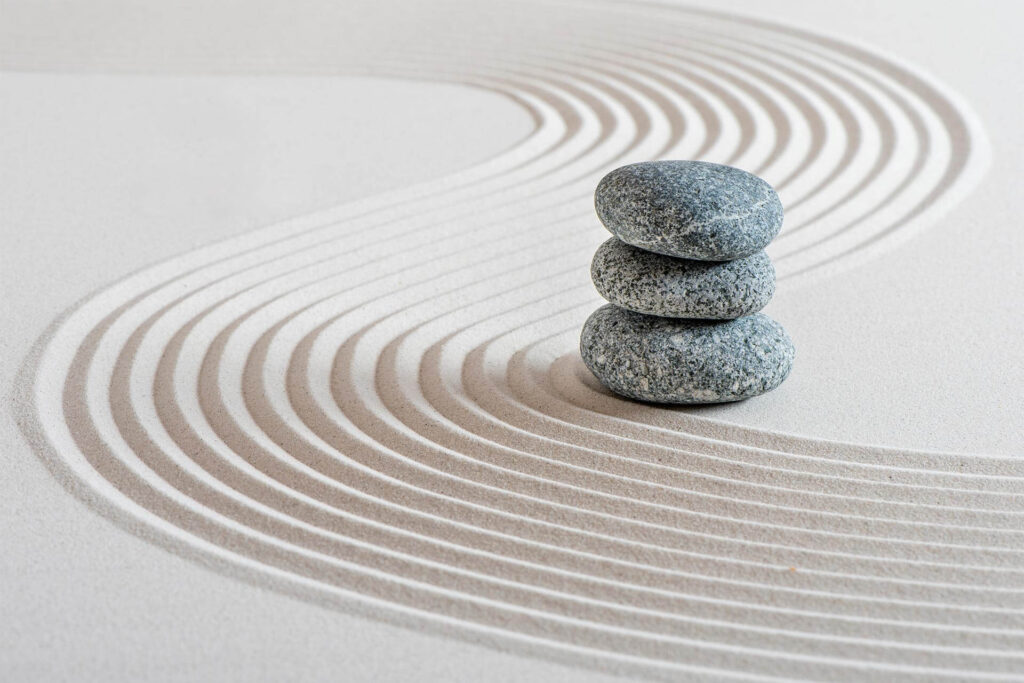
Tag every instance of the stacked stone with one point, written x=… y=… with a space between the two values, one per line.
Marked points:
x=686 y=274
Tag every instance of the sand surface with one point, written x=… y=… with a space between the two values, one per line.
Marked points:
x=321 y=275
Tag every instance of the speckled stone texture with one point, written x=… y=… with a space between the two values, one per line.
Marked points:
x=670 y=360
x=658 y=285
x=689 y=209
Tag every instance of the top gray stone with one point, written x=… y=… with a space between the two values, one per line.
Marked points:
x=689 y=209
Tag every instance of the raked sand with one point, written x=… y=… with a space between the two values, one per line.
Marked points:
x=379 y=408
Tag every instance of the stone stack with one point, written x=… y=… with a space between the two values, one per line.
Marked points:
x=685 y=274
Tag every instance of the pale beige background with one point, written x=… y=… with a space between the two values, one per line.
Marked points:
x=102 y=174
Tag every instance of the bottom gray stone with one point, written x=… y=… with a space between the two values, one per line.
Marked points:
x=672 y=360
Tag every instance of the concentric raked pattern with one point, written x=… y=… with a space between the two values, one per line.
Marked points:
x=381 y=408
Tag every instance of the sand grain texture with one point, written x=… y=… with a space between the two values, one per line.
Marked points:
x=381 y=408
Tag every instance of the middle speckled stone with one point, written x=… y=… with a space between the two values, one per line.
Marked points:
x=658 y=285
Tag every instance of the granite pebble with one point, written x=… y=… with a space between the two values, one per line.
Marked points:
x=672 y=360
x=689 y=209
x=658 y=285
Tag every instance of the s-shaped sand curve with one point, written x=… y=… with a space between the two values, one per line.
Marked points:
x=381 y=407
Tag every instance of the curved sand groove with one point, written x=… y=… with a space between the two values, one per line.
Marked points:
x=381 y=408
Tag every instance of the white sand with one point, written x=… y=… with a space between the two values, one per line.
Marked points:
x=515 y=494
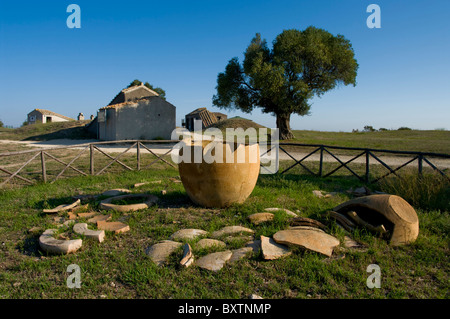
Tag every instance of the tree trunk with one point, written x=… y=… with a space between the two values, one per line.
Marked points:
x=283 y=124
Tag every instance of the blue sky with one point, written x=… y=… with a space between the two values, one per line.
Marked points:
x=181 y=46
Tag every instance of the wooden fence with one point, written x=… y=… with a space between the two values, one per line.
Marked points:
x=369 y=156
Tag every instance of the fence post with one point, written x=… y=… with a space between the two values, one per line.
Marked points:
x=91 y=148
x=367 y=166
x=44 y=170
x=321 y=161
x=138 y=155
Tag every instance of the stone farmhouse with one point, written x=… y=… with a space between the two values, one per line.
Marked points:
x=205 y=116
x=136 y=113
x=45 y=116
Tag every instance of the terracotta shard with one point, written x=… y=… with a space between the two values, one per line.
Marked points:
====================
Convert the listing above into a JSON list of strings with one string per line, omitting blank lines and the pictures.

## The completed task
[
  "Tag every instance of the stacked stone with one point, written x=… y=… with a space between the two values, one per line.",
  "Marked points:",
  "x=686 y=274",
  "Tag every instance of the sand surface with one point, written x=… y=… with a space between the two values, one per line.",
  "Marked points:",
  "x=321 y=275",
  "Tag every instance of the speckled stone texture with one point, written x=… y=… with a space between the two values, one per line.",
  "Marked points:",
  "x=670 y=360",
  "x=658 y=285",
  "x=689 y=209",
  "Tag every instance of the top gray stone with one point, written x=… y=… with a space between the two values, one per line.",
  "Marked points:",
  "x=689 y=209",
  "Tag every instance of the raked sand with one point, written x=… y=… with a space between the two values, one per line.",
  "Marked points:",
  "x=379 y=408",
  "Tag every instance of the stone stack with one point, written x=… y=… with a space between the two values, one per line.",
  "Marked points:",
  "x=685 y=274",
  "Tag every instance of the pale beige background with one point, written x=… y=… with a space between the two values, one per line.",
  "Marked points:",
  "x=102 y=174",
  "Tag every instance of the bottom gray stone with one point, written x=… y=… with a space between the two values, one per line.",
  "Marked points:",
  "x=672 y=360",
  "Tag every instance of the concentric raked pattern with one point, written x=… y=… with a space between the two values, one per line.",
  "Marked points:",
  "x=381 y=408",
  "Tag every instance of the sand grain texture with one point, written x=… y=… with a space between the two values, one per line.",
  "Marked points:",
  "x=381 y=408",
  "Tag every instance of the middle speckled stone with one point, written x=… y=… with a space between the two values, one per line.",
  "Marked points:",
  "x=658 y=285",
  "Tag every instance of the granite pebble with one point, written x=… y=… with a space between the two values, one per line.",
  "Marked points:",
  "x=672 y=360",
  "x=689 y=209",
  "x=658 y=285",
  "Tag every instance of the s-shaped sand curve with one point, written x=… y=… with a space between the two values, one per line.",
  "Marked points:",
  "x=381 y=407",
  "Tag every instance of the curved sand groove with one point, written x=… y=… with a space between the two values, one per line.",
  "Marked points:",
  "x=381 y=408",
  "Tag every instance of the white sand with one point, written x=… y=… with a space between the two values, one per line.",
  "Marked points:",
  "x=515 y=494",
  "Tag every instance of the tree trunk with one point, written x=… y=… with a space between the two values, one per line.",
  "Marked points:",
  "x=283 y=124",
  "Tag every instance of the blue sky with one point, written x=… y=… with a space between the two values, one per line.",
  "Marked points:",
  "x=181 y=46",
  "Tag every instance of the wooden fence with one point, written x=… y=… with a space between the two values, one per line.",
  "Marked points:",
  "x=369 y=156",
  "Tag every instance of the fence post with one point, written x=… y=… with a space between the two values, one per line.",
  "Marked points:",
  "x=91 y=148",
  "x=367 y=166",
  "x=44 y=170",
  "x=321 y=161",
  "x=138 y=155",
  "Tag every instance of the stone farmhouse with one point, written x=… y=… with a space between the two values, one per line.",
  "Marked points:",
  "x=205 y=116",
  "x=136 y=113",
  "x=45 y=116",
  "Tag every instance of the terracotta shard with one point, written x=… y=… with a space between the two values, one per line.",
  "Marked points:"
]